Время на острове, как будто настоящее и реальное, на самом деле повреждено. Оно проедено войной. Здесь война ощущается не просто как беда и убыток, но как метафизическое искажение континуума. Как всякая глобальная катастрофа, война разделила прошлое и настоящее не своей подлинной четырехлетней протяженностью, но размывчивой пропастью, в которую можно провалиться как с той (из прошлого), так и с этой стороны. Как всякая катастрофа, война породила сокровища. Монеты, оставшиеся в подвале банка, разрушенного британскими бомбами, выкапываются как ничейные древности. Ходят слухи о том, что немцы перед репатриацией назарывали в землю всяких несметных сокровищ — посуды, украшений, серебряных ложек и рыцарских мечей. На кладбищах по ночам слышится тихая работа лопат, мелькают бледными мотыльками фонари кладоискателей. Кладбище в “Прусской невесте” — универсальный ландшафт. Тут уместна еще одна цитата из Бродского: “Но каждая могила — край земли”. Дальше некуда уносить, выбрасывать, закапывать останки: здесь предел удаления неживого от обитаемых мест, предельно возможная в посюстороннем мире область небытия. И время на кладбищах известно какое: несуществующее.

- [МАТЕРИАЛ]

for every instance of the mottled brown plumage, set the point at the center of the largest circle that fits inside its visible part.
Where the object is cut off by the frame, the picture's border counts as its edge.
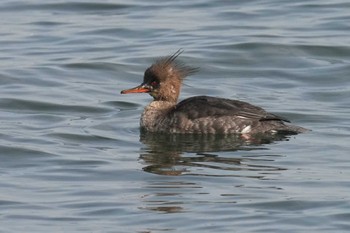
(200, 114)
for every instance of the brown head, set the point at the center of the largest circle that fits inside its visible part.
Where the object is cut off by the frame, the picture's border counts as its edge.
(163, 79)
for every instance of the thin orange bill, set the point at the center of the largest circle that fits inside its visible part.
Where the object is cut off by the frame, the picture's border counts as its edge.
(138, 89)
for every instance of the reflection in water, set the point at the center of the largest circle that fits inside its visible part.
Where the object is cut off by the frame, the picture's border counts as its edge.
(165, 154)
(201, 155)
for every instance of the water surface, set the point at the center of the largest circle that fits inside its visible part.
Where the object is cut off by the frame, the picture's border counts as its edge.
(73, 158)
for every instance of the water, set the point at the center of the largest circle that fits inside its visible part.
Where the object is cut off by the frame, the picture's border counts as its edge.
(72, 156)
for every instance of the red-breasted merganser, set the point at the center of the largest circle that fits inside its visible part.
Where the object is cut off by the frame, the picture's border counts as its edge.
(199, 114)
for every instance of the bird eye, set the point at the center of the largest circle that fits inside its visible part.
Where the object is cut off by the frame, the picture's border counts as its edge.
(154, 83)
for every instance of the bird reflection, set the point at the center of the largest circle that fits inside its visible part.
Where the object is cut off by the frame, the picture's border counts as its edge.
(181, 154)
(230, 156)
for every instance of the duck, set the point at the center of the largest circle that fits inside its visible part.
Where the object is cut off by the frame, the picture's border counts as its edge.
(199, 114)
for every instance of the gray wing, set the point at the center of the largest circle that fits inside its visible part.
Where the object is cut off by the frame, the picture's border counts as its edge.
(205, 106)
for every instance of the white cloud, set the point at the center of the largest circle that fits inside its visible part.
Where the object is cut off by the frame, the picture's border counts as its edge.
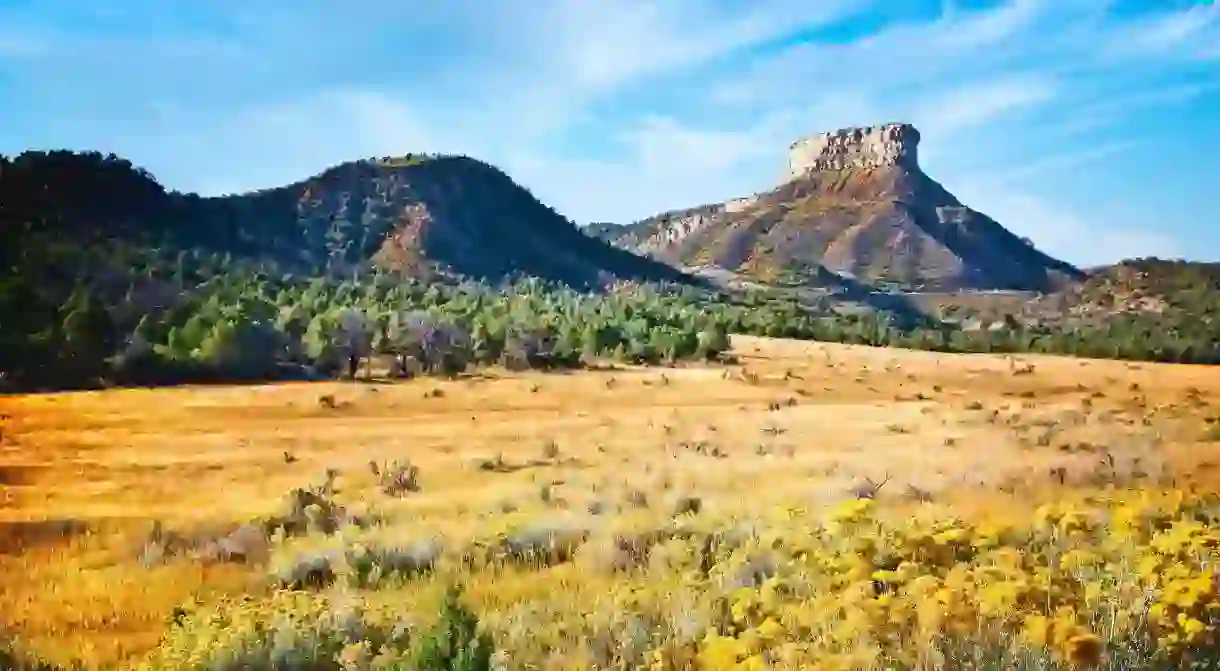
(1065, 233)
(981, 103)
(688, 100)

- [ЗАДАНИЕ] Определите, согласуются ли с текстом утверждения (a) монеты из подвала банка остались после того, как банк разрушили немецкие бомбы; (b) война, о которой идет речь, продолжалась четыре года; (c) кладоискатели копают на кладбищах днем. Для каждого утверждения ответьте «да» или «нет» и приведите точную цитату из текста, которая это решает. Этот материал получен из другого источника.

- [ОТВЕТ]
(a) Нет: «разрушенного британскими бомбами».
(b) Да: «не своей подлинной четырехлетней протяженностью».
(c) Нет: «На кладбищах по ночам слышится тихая работа лопат».